Task brief
Rewrite the listing below with every "one pixel per instance" changed to "a single pixel for each instance" and nothing else altered, leaving out the pictures.

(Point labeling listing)
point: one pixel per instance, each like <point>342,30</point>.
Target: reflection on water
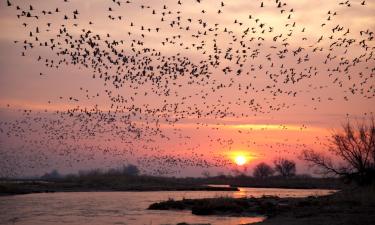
<point>122,208</point>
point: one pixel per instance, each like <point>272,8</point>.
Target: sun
<point>240,160</point>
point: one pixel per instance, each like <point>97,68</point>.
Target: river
<point>120,208</point>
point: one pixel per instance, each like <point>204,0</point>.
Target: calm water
<point>120,208</point>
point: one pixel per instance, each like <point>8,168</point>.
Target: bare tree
<point>285,167</point>
<point>354,146</point>
<point>263,170</point>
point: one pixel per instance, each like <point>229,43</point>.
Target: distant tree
<point>54,174</point>
<point>131,170</point>
<point>285,167</point>
<point>354,146</point>
<point>262,170</point>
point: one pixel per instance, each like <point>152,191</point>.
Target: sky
<point>179,87</point>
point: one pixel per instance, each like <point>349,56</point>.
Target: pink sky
<point>323,98</point>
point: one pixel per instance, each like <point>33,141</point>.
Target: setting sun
<point>240,160</point>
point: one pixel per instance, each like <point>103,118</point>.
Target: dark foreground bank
<point>121,182</point>
<point>349,207</point>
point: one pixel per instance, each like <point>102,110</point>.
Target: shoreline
<point>351,206</point>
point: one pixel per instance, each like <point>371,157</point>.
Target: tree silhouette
<point>285,167</point>
<point>355,147</point>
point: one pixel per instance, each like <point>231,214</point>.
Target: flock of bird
<point>179,61</point>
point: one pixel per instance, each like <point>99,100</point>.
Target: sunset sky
<point>263,79</point>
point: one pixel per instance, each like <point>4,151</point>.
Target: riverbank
<point>121,182</point>
<point>352,207</point>
<point>16,188</point>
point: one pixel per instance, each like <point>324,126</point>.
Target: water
<point>120,208</point>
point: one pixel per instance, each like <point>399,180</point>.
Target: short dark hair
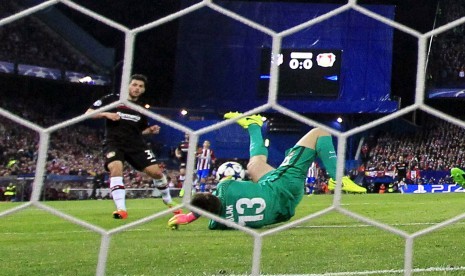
<point>140,77</point>
<point>207,202</point>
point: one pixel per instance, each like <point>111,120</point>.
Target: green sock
<point>257,146</point>
<point>326,152</point>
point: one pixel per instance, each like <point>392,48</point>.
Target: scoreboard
<point>304,73</point>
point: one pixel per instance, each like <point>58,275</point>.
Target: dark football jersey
<point>126,132</point>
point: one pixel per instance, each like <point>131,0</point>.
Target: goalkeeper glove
<point>181,219</point>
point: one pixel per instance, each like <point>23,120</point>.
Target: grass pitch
<point>36,242</point>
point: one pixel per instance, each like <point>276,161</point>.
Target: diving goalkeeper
<point>272,195</point>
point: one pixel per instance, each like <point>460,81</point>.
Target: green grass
<point>35,242</point>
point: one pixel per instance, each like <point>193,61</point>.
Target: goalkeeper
<point>272,195</point>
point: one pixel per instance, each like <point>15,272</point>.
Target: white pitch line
<point>390,271</point>
<point>369,225</point>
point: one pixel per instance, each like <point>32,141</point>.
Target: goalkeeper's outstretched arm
<point>181,219</point>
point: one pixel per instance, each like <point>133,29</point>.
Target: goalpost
<point>272,103</point>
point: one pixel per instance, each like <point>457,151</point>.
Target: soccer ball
<point>230,168</point>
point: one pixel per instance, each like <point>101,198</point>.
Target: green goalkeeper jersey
<point>272,200</point>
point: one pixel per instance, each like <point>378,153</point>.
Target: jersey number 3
<point>251,204</point>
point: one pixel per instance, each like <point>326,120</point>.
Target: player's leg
<point>203,174</point>
<point>146,162</point>
<point>322,142</point>
<point>117,189</point>
<point>161,184</point>
<point>257,165</point>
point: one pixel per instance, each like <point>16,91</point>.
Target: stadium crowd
<point>438,146</point>
<point>29,41</point>
<point>447,62</point>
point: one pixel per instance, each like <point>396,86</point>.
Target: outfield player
<point>124,141</point>
<point>272,195</point>
<point>205,158</point>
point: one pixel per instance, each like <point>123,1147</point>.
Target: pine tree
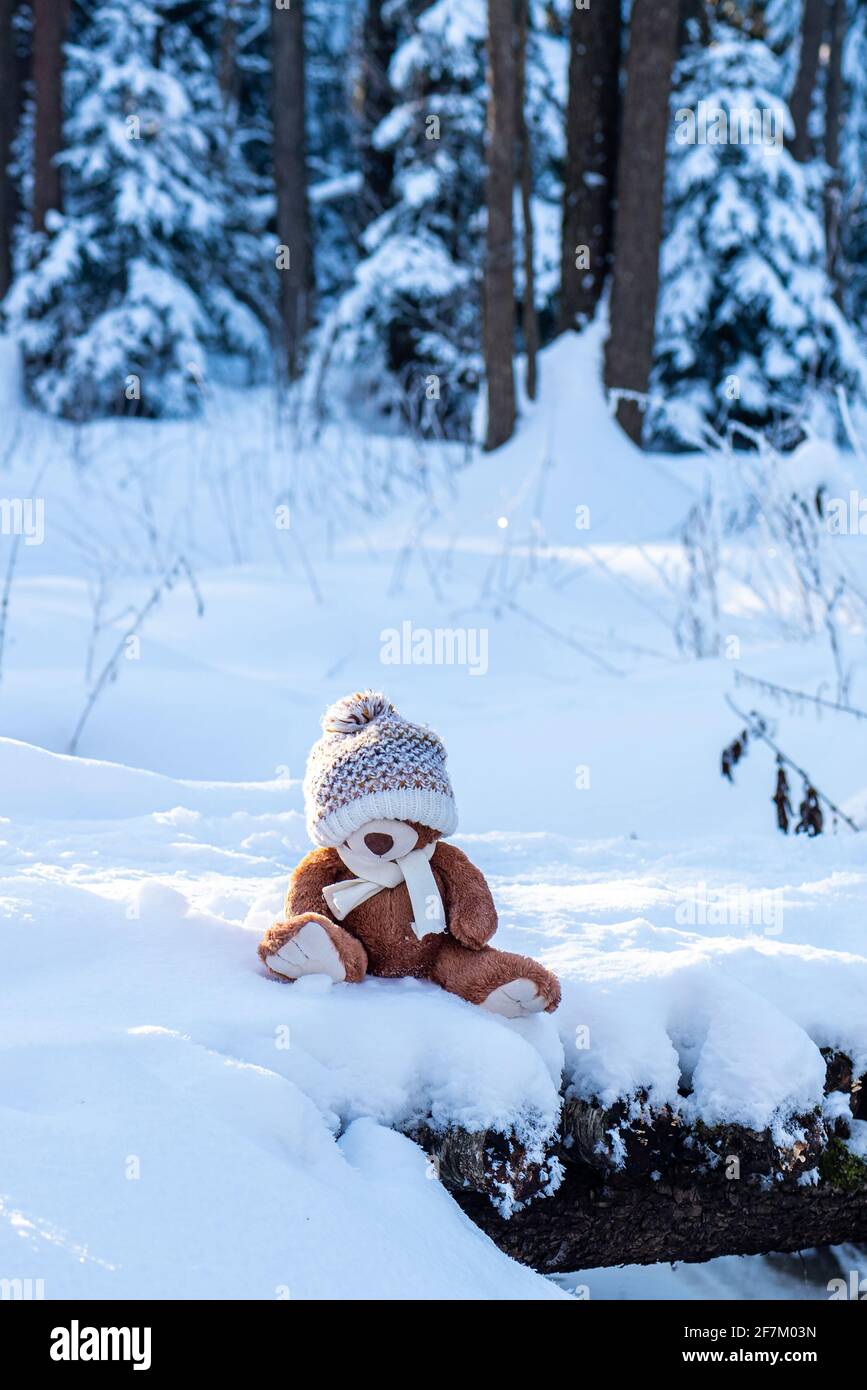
<point>746,328</point>
<point>410,319</point>
<point>653,41</point>
<point>407,331</point>
<point>853,164</point>
<point>157,256</point>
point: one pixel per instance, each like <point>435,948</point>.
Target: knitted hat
<point>373,765</point>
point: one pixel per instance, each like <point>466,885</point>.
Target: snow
<point>175,1122</point>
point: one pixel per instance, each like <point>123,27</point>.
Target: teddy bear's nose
<point>377,843</point>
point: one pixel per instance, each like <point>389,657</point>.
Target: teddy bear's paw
<point>310,951</point>
<point>516,1000</point>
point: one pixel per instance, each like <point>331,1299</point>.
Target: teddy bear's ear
<point>353,712</point>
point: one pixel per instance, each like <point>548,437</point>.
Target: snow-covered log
<point>635,1184</point>
<point>591,1222</point>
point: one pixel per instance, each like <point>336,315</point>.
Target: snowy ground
<point>177,1125</point>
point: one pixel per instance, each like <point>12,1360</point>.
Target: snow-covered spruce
<point>157,256</point>
<point>410,320</point>
<point>746,325</point>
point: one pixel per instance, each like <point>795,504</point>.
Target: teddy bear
<point>382,893</point>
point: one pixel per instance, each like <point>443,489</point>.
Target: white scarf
<point>373,876</point>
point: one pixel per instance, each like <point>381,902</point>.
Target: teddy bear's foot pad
<point>516,1000</point>
<point>310,951</point>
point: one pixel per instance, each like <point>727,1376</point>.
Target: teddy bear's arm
<point>470,912</point>
<point>316,870</point>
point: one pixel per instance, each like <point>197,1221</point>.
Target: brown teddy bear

Solution to this task
point: a single pixel for each instance, each like <point>342,30</point>.
Target: reflection on water
<point>122,208</point>
point: a single pixel for each instance, each like <point>272,8</point>.
Target: sun
<point>240,160</point>
point: a single pixel for each instance, each like <point>97,68</point>.
Target: river
<point>120,208</point>
point: a single pixel for each instance, each like <point>204,0</point>.
Target: calm water
<point>120,208</point>
point: a single pixel for each instance, each like <point>8,168</point>.
Target: bare tree
<point>285,167</point>
<point>354,146</point>
<point>263,170</point>
point: a single pixel for each instance, each like <point>229,43</point>.
Target: distant tree
<point>54,174</point>
<point>131,170</point>
<point>285,167</point>
<point>354,146</point>
<point>262,170</point>
point: a single pixel for each instance, each like <point>152,191</point>.
Target: sky
<point>179,87</point>
point: a single pixel for each instance, each like <point>349,56</point>.
Target: pink sky
<point>323,98</point>
point: a single pixel for each instance, each like <point>33,141</point>.
Target: setting sun
<point>240,160</point>
point: a single pixel for each instance, each like <point>103,118</point>.
Target: dark foreground bank
<point>121,182</point>
<point>349,207</point>
point: a single pixel for each instance, each like <point>102,110</point>.
Target: shoreline
<point>351,206</point>
point: a single pixel for each instance, each like <point>371,157</point>.
Target: tree silhouette
<point>285,167</point>
<point>355,147</point>
point: a single pixel for each instance, each like <point>231,214</point>.
Target: flock of bird
<point>179,61</point>
point: a single pixel for each instance, each like <point>99,100</point>.
Target: sunset sky
<point>263,79</point>
point: a single pixel for each instance, each like <point>4,151</point>.
Target: riverbank
<point>121,182</point>
<point>352,207</point>
<point>16,188</point>
point: a single pixel for each instance, each like <point>324,126</point>.
Target: water
<point>120,208</point>
point: a single pixel for each instance, each like <point>399,180</point>.
Target: short dark hair
<point>140,77</point>
<point>207,202</point>
point: a single pixel for each instance, each like <point>111,120</point>.
Target: green sock
<point>257,146</point>
<point>326,152</point>
point: a single pixel for each instance, each like <point>392,48</point>.
Target: scoreboard
<point>304,73</point>
point: a single pixel for each instance, each like <point>58,275</point>.
Target: dark football jersey
<point>126,132</point>
point: a single pixel for each instance, each like <point>131,0</point>.
Target: goalkeeper glove
<point>181,219</point>
point: a single pixel for each instance, each like <point>23,120</point>.
Target: grass pitch
<point>36,242</point>
point: a single pixel for each instance, each like <point>276,161</point>.
Target: diving goalkeeper
<point>272,195</point>
point: a single pixel for each instance, each like <point>460,81</point>.
Target: green grass
<point>35,242</point>
point: a single pixel for each instance, each like <point>193,61</point>.
Target: goalkeeper
<point>272,195</point>
point: a single pixel for each instance, each like <point>15,272</point>.
Target: white pitch line
<point>390,271</point>
<point>369,225</point>
point: a single pixel for each instance, each like <point>32,141</point>.
Target: goalkeeper's outstretched arm
<point>181,219</point>
point: a single pixel for each instance, each like <point>133,29</point>.
Target: goalpost
<point>272,103</point>
point: a single pixel for each instance, each like <point>457,151</point>.
Target: soccer ball
<point>230,168</point>
point: a single pixel for each instance, each like <point>101,198</point>.
Target: green goalkeeper jersey
<point>272,200</point>
point: a single pixel for each instance, each like <point>378,153</point>.
Target: jersey number 3
<point>251,204</point>
point: a single pixel for each instance, each like <point>326,120</point>.
Target: player's leg
<point>203,174</point>
<point>146,162</point>
<point>322,142</point>
<point>117,189</point>
<point>161,184</point>
<point>257,165</point>
point: a single pixel for each instance, each like <point>16,91</point>.
Target: stadium crowd
<point>438,146</point>
<point>29,41</point>
<point>447,62</point>
point: a single pixel for each instance, each like <point>396,86</point>.
Target: outfield player
<point>124,141</point>
<point>272,195</point>
<point>205,158</point>
point: a single pixel for each instance, each like <point>123,1147</point>.
Target: pine tree
<point>746,328</point>
<point>410,319</point>
<point>653,41</point>
<point>407,331</point>
<point>853,164</point>
<point>157,256</point>
point: a single pixel for each instance, each like <point>435,948</point>.
Target: knitted hat
<point>373,765</point>
point: a single pixel for each instance, each like <point>466,885</point>.
Target: snow
<point>175,1122</point>
point: a single pixel for each instance, each like <point>123,27</point>.
Target: teddy bear's nose
<point>377,843</point>
point: a single pixel for each instance, each like <point>389,657</point>.
Target: teddy bear's paw
<point>310,951</point>
<point>516,1000</point>
point: a single pixel for each instance, each like <point>331,1299</point>.
Target: teddy bear's ear
<point>353,712</point>
point: a single pixel for each instance, each like <point>548,437</point>.
Target: snow-covered log
<point>635,1184</point>
<point>591,1222</point>
point: a single pixel for each instance, each like <point>336,315</point>.
Target: snowy ground
<point>177,1125</point>
point: a single pixel for each instance, each like <point>12,1360</point>.
Target: snow-covered spruce
<point>157,256</point>
<point>410,320</point>
<point>746,325</point>
point: a single pixel for each instance, each like <point>795,504</point>.
Target: teddy bear
<point>382,893</point>
point: a single pixel for each instance, each like <point>443,489</point>.
Target: white scarf
<point>373,876</point>
point: a single pixel for each instance, each like <point>381,902</point>.
Target: teddy bear's foot pad
<point>516,1000</point>
<point>310,951</point>
point: a single pixel for each instance, each like <point>727,1376</point>.
Target: teddy bear's arm
<point>470,912</point>
<point>316,870</point>
point: a single pixel for each instance, each like <point>197,1221</point>.
Target: brown teddy bear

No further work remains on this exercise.